[Segmentation dataset excerpts]
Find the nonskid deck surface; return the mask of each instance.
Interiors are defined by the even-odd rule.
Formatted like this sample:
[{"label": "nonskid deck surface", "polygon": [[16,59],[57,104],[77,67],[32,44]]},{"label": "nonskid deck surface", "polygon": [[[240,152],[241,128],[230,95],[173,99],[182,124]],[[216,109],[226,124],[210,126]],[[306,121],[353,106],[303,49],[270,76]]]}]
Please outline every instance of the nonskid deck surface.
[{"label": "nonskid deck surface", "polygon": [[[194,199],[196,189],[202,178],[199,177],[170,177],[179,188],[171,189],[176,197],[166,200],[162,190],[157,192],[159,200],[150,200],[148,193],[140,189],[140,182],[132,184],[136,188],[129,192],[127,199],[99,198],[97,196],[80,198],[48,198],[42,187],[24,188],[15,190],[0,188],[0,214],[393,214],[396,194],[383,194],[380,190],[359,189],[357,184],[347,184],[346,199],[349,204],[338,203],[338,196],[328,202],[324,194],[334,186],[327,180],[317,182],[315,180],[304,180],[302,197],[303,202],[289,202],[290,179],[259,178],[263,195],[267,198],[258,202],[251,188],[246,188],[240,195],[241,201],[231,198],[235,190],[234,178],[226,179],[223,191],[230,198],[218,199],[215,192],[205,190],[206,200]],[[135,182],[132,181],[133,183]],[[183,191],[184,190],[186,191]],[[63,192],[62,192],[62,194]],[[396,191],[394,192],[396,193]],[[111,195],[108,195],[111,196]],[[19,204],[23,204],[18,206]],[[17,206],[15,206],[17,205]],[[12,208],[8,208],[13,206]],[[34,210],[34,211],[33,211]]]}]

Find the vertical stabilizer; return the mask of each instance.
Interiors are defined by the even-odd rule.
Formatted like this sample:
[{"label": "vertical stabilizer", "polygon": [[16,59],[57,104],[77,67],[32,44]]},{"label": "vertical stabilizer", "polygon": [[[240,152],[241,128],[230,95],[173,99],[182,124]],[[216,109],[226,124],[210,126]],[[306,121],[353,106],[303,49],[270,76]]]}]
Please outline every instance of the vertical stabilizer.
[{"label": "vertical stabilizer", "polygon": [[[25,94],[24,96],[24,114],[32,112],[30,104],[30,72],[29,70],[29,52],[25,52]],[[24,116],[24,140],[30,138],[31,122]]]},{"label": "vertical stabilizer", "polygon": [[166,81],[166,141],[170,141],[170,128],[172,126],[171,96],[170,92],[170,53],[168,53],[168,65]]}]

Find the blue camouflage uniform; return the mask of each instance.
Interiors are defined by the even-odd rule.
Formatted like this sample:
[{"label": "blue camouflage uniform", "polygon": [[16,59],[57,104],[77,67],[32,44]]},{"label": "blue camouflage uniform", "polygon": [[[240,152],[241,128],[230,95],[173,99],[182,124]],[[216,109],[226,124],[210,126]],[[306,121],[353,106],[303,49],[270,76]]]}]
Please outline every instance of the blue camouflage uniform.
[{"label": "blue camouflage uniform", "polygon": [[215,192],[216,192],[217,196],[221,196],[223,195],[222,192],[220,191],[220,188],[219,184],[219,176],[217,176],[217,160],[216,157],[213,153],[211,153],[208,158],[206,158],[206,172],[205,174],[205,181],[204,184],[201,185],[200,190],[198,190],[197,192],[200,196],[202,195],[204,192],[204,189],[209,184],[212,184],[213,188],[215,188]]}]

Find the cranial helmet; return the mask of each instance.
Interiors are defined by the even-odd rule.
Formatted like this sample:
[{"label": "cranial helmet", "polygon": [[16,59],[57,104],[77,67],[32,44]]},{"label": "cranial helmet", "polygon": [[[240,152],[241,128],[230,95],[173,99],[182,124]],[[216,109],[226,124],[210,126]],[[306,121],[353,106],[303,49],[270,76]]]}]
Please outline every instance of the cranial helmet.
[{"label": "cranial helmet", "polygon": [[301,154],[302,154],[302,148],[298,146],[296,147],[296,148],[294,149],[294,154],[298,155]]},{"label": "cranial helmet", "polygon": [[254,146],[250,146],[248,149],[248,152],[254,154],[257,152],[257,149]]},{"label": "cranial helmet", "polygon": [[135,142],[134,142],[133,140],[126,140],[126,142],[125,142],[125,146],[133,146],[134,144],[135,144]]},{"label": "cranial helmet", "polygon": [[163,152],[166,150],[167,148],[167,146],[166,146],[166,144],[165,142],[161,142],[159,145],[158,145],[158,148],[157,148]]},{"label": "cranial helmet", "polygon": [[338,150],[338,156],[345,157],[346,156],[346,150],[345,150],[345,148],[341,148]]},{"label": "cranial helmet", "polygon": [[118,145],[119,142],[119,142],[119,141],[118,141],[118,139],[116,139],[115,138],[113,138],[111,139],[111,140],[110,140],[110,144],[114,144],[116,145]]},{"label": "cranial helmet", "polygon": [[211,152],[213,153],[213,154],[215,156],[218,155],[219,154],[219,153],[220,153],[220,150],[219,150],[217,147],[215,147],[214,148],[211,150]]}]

Task description — Repeat the data precisely, reproducing every entry.

Result of this exercise —
Find the nonskid deck surface; return the mask of each instance.
Interiors are defined by the even-odd rule.
Formatted like this sample:
[{"label": "nonskid deck surface", "polygon": [[16,59],[57,104],[77,67],[32,44]]},{"label": "nonskid deck surface", "polygon": [[[240,152],[241,128],[230,95],[173,99],[182,124]],[[216,109],[226,124],[210,126]],[[306,121],[353,106],[303,49],[270,76]]]}]
Please outline every instance of the nonskid deck surface.
[{"label": "nonskid deck surface", "polygon": [[[194,199],[196,189],[202,178],[199,177],[170,177],[179,188],[171,189],[176,197],[166,200],[162,190],[157,192],[159,200],[150,200],[148,193],[140,189],[140,182],[132,184],[136,188],[129,192],[127,199],[99,198],[97,196],[80,198],[48,198],[42,187],[24,188],[15,190],[0,188],[0,214],[393,214],[396,194],[383,194],[380,190],[359,189],[357,184],[347,184],[346,199],[349,204],[338,203],[338,196],[328,202],[324,194],[334,186],[327,180],[317,182],[315,180],[304,180],[302,197],[303,202],[289,202],[290,179],[259,178],[263,195],[267,198],[258,202],[251,188],[246,188],[240,195],[241,201],[231,198],[235,190],[234,178],[226,179],[223,191],[230,198],[218,199],[215,192],[205,190],[206,200]],[[135,182],[132,181],[133,183]],[[183,191],[184,190],[186,191]],[[63,192],[62,192],[62,194]],[[396,191],[394,192],[396,193]],[[111,195],[108,195],[111,196]],[[19,204],[23,204],[18,206]],[[17,206],[15,206],[17,205]],[[12,208],[8,208],[13,206]],[[34,210],[34,211],[33,211]]]}]

Find the vertical stabilizer; return the mask of each instance.
Interiors are defined by the even-odd rule.
Formatted like this sample:
[{"label": "vertical stabilizer", "polygon": [[16,59],[57,104],[77,67],[32,44]]},{"label": "vertical stabilizer", "polygon": [[[240,152],[241,128],[230,95],[173,99],[182,124]],[[216,109],[226,124],[210,126]],[[306,121],[353,106],[303,49],[270,76]]]}]
Please outline every instance of the vertical stabilizer.
[{"label": "vertical stabilizer", "polygon": [[[25,94],[24,96],[24,114],[32,112],[30,104],[30,72],[29,70],[29,52],[25,52]],[[24,116],[24,140],[30,138],[31,122]]]},{"label": "vertical stabilizer", "polygon": [[166,81],[166,141],[170,141],[170,128],[172,126],[171,96],[170,92],[170,53],[168,53],[168,65]]}]

Find the blue camouflage uniform; return the mask of each instance.
Interiors are defined by the even-odd rule.
Formatted like this sample:
[{"label": "blue camouflage uniform", "polygon": [[16,59],[57,104],[77,67],[32,44]]},{"label": "blue camouflage uniform", "polygon": [[[240,152],[241,128],[230,95],[173,99],[182,124]],[[216,109],[226,124],[210,126]],[[306,121],[353,106],[303,49],[270,76]]]}]
Please outline every instance of the blue camouflage uniform.
[{"label": "blue camouflage uniform", "polygon": [[215,192],[216,192],[217,196],[221,196],[223,195],[222,192],[220,191],[220,188],[219,184],[219,176],[217,176],[217,160],[216,157],[213,153],[211,153],[208,158],[206,158],[206,172],[205,174],[205,181],[204,184],[201,185],[200,190],[198,190],[197,192],[200,196],[202,195],[204,192],[204,189],[209,184],[212,184],[213,188],[215,188]]}]

Find the cranial helmet; return the mask of each instance.
Interiors are defined by the even-odd rule.
Formatted like this sample:
[{"label": "cranial helmet", "polygon": [[16,59],[57,104],[77,67],[32,44]]},{"label": "cranial helmet", "polygon": [[[240,152],[241,128],[230,95],[173,99],[182,124]],[[216,109],[226,124],[210,126]],[[306,121],[353,106],[303,49],[270,76]]]}]
Please outline every instance of the cranial helmet.
[{"label": "cranial helmet", "polygon": [[301,154],[302,154],[302,148],[298,146],[296,147],[296,148],[294,149],[294,154],[298,155]]},{"label": "cranial helmet", "polygon": [[254,146],[250,146],[248,149],[248,152],[254,154],[257,152],[257,149]]},{"label": "cranial helmet", "polygon": [[135,142],[134,142],[133,140],[126,140],[126,142],[125,142],[125,146],[133,146],[134,144],[135,144]]},{"label": "cranial helmet", "polygon": [[163,152],[166,150],[167,148],[167,146],[166,146],[166,144],[165,142],[161,142],[159,145],[158,145],[158,148],[157,148]]},{"label": "cranial helmet", "polygon": [[338,150],[338,156],[345,157],[346,156],[346,150],[345,150],[345,148],[341,148]]},{"label": "cranial helmet", "polygon": [[118,145],[119,142],[119,142],[119,141],[118,141],[118,139],[116,139],[115,138],[113,138],[111,139],[111,140],[110,140],[110,144],[114,144],[116,145]]},{"label": "cranial helmet", "polygon": [[211,152],[213,153],[213,154],[215,156],[218,155],[219,154],[219,153],[220,153],[220,150],[219,150],[217,147],[215,147],[214,148],[211,150]]}]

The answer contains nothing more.